→ THE REQUEST:
Print every line of the entries below word for word, but leave out the pictures.

(Photo object pointing entries)
>> begin

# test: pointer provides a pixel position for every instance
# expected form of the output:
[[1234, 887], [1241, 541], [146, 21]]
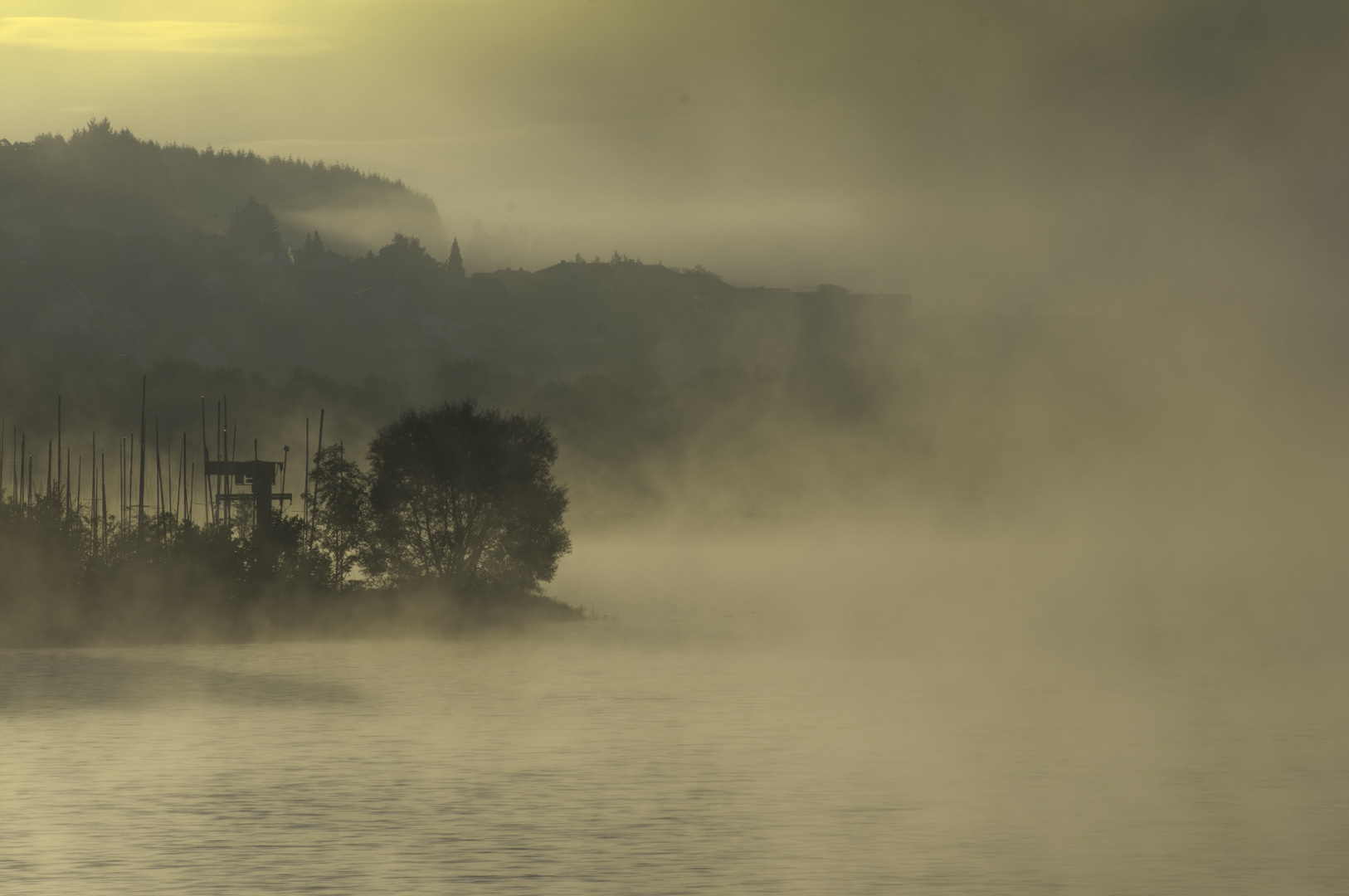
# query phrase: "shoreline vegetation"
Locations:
[[454, 528]]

>> end

→ SOLVED PROBLEM:
# test: pointer provides a pixel position for every instance
# expected form of the output:
[[1234, 887], [1241, 541], [146, 21]]
# query phrase: "shoreline vegetation"
Locations:
[[454, 528]]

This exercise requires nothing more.